### GOAL
Count the lines in the records that contain the string "head", treating case as significant, and give only the number.

### Pointing and labeling entries
++++++++

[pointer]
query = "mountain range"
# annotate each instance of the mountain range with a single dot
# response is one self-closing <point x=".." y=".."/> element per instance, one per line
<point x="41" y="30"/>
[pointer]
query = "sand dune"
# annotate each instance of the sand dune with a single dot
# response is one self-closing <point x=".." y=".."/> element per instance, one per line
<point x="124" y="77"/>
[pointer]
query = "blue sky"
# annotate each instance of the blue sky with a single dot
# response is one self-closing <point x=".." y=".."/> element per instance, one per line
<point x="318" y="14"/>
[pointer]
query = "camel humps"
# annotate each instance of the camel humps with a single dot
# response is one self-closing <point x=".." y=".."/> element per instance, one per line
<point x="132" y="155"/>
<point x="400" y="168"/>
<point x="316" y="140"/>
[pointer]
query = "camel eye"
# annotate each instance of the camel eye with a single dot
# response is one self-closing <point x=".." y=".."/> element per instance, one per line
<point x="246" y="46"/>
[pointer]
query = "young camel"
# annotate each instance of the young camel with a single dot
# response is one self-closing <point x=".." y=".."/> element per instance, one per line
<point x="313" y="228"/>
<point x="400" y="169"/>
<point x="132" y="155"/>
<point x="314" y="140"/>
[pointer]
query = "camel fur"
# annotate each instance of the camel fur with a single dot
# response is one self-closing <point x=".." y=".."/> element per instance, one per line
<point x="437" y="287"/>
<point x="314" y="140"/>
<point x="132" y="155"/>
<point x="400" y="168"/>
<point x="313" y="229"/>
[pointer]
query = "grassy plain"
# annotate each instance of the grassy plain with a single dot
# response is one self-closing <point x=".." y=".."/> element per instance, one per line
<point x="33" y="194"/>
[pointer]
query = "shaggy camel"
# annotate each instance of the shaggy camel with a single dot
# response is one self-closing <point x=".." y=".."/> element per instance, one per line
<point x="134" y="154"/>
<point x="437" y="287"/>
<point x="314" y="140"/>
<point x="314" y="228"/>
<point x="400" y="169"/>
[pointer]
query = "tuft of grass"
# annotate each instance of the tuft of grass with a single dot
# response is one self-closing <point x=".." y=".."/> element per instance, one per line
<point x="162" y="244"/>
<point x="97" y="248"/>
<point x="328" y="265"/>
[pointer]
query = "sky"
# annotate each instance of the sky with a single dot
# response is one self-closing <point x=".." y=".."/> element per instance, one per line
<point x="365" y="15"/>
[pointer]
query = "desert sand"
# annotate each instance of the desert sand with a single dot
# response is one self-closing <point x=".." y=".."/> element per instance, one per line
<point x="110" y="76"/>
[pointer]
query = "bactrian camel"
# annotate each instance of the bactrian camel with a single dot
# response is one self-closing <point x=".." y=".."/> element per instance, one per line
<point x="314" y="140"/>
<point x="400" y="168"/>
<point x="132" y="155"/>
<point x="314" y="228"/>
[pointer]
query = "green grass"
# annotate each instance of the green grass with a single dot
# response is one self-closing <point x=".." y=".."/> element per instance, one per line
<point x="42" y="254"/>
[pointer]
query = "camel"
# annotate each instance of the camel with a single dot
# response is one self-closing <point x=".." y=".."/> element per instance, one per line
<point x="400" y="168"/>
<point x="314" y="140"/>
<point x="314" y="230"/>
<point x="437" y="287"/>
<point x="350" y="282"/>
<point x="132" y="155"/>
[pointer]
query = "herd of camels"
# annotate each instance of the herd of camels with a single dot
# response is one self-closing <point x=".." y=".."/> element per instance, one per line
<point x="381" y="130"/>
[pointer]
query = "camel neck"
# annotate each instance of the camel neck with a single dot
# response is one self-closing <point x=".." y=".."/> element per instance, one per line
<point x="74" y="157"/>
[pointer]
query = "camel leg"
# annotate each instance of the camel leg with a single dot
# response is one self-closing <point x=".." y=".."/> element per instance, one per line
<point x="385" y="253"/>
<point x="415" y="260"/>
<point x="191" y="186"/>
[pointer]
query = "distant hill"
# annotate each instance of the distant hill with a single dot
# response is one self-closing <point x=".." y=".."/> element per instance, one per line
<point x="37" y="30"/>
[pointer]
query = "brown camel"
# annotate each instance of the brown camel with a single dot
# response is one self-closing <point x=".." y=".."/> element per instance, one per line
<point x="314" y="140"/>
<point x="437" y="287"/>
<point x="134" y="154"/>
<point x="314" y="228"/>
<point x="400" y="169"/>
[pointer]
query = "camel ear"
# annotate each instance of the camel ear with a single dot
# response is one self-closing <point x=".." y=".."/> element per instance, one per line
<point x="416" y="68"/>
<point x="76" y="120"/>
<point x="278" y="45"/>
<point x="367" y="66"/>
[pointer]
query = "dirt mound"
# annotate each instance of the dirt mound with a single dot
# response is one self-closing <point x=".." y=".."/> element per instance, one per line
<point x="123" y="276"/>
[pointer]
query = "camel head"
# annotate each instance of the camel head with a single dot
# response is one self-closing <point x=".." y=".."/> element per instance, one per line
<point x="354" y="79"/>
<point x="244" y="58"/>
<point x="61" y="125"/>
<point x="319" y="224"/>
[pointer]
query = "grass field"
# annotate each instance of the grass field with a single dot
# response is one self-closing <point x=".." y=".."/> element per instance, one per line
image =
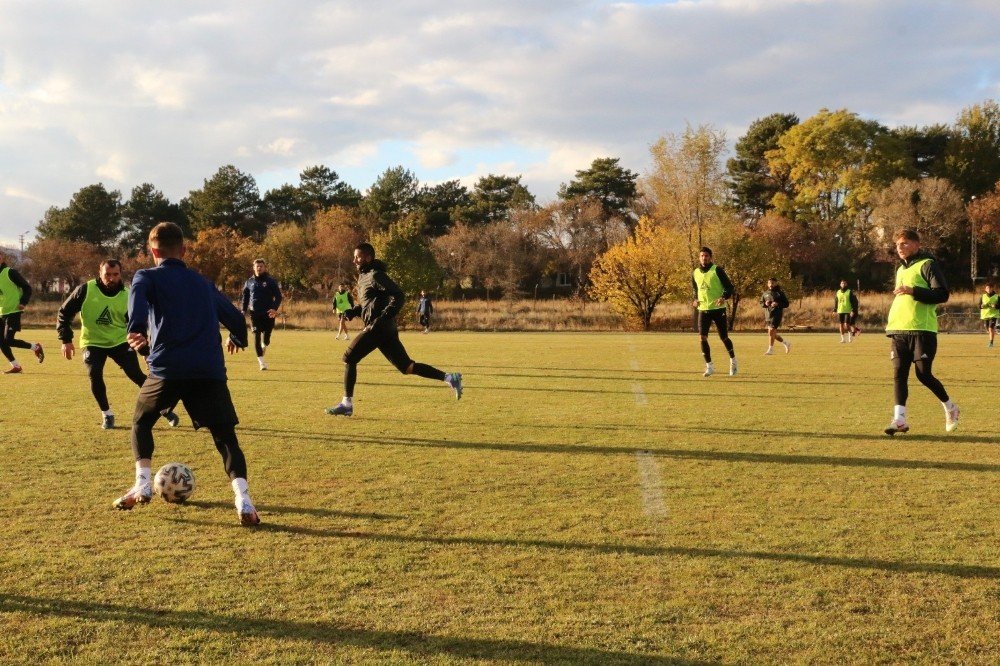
<point x="591" y="499"/>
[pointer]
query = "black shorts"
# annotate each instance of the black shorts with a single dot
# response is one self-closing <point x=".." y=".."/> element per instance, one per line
<point x="912" y="347"/>
<point x="707" y="317"/>
<point x="207" y="400"/>
<point x="385" y="338"/>
<point x="261" y="322"/>
<point x="12" y="321"/>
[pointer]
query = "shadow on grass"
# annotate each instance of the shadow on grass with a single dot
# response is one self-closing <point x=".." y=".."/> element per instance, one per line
<point x="681" y="454"/>
<point x="892" y="566"/>
<point x="415" y="643"/>
<point x="310" y="511"/>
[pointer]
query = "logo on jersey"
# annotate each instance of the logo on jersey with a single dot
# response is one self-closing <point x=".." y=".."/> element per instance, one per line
<point x="104" y="319"/>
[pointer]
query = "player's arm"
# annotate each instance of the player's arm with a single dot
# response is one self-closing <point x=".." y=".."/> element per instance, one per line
<point x="64" y="319"/>
<point x="937" y="291"/>
<point x="19" y="280"/>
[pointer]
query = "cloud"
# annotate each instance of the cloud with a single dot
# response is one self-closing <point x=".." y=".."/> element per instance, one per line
<point x="169" y="93"/>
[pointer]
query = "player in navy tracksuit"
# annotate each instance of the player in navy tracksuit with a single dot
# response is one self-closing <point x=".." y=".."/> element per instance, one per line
<point x="261" y="298"/>
<point x="174" y="316"/>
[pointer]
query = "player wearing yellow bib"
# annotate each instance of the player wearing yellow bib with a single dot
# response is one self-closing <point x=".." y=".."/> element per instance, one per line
<point x="343" y="302"/>
<point x="711" y="288"/>
<point x="989" y="311"/>
<point x="15" y="292"/>
<point x="103" y="308"/>
<point x="912" y="328"/>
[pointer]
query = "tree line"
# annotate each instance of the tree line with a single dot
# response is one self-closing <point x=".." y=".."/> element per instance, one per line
<point x="810" y="201"/>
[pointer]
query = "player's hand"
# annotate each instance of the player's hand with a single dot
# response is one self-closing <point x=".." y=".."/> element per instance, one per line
<point x="137" y="341"/>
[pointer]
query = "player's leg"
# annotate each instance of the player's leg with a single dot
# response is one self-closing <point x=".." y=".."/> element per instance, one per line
<point x="392" y="348"/>
<point x="94" y="359"/>
<point x="364" y="343"/>
<point x="901" y="354"/>
<point x="923" y="363"/>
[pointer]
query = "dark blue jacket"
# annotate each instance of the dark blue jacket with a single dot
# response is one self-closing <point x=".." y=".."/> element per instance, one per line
<point x="179" y="312"/>
<point x="261" y="294"/>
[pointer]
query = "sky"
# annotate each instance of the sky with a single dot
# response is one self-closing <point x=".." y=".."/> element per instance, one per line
<point x="123" y="93"/>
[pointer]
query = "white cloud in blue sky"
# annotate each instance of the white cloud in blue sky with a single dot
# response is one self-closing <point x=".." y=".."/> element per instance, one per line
<point x="124" y="93"/>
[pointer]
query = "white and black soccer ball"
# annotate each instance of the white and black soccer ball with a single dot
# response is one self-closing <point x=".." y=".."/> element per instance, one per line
<point x="174" y="482"/>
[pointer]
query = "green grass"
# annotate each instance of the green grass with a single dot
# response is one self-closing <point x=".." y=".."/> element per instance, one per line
<point x="771" y="521"/>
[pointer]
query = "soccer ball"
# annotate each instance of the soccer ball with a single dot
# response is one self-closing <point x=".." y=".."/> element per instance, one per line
<point x="174" y="482"/>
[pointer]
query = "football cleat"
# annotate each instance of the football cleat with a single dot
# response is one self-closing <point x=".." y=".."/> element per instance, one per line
<point x="896" y="425"/>
<point x="341" y="410"/>
<point x="246" y="512"/>
<point x="951" y="418"/>
<point x="135" y="495"/>
<point x="455" y="382"/>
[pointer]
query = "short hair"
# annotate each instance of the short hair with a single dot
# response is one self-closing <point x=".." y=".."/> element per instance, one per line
<point x="166" y="236"/>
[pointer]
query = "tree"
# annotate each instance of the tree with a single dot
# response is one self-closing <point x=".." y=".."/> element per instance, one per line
<point x="146" y="207"/>
<point x="404" y="249"/>
<point x="636" y="275"/>
<point x="610" y="185"/>
<point x="687" y="185"/>
<point x="229" y="199"/>
<point x="392" y="196"/>
<point x="974" y="158"/>
<point x="93" y="216"/>
<point x="495" y="198"/>
<point x="752" y="180"/>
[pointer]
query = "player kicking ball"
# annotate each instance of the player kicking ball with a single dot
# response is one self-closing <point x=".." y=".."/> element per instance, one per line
<point x="174" y="314"/>
<point x="912" y="328"/>
<point x="379" y="301"/>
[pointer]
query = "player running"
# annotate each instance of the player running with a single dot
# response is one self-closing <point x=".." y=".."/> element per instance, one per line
<point x="103" y="307"/>
<point x="379" y="301"/>
<point x="774" y="301"/>
<point x="845" y="304"/>
<point x="343" y="301"/>
<point x="15" y="292"/>
<point x="989" y="311"/>
<point x="174" y="314"/>
<point x="261" y="298"/>
<point x="912" y="328"/>
<point x="711" y="289"/>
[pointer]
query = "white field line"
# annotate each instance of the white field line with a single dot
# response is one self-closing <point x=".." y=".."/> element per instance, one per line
<point x="651" y="486"/>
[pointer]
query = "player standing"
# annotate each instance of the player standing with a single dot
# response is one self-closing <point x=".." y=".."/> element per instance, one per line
<point x="711" y="289"/>
<point x="989" y="311"/>
<point x="15" y="292"/>
<point x="379" y="301"/>
<point x="845" y="304"/>
<point x="774" y="301"/>
<point x="261" y="298"/>
<point x="103" y="308"/>
<point x="175" y="313"/>
<point x="912" y="328"/>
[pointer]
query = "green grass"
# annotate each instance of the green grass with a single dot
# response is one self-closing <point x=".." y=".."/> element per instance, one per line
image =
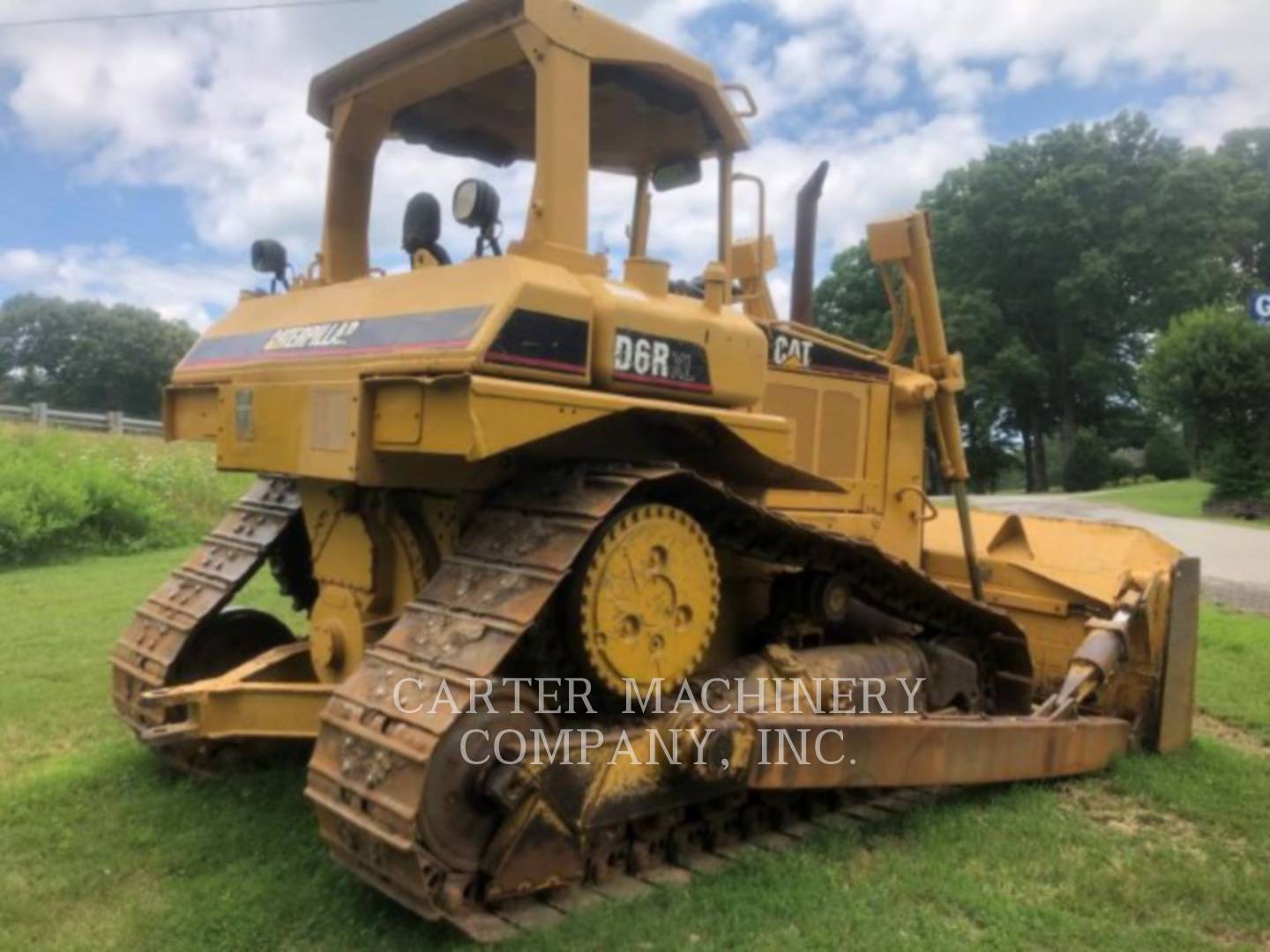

++++++++

### SOLUTION FOR THIS EXERCISE
2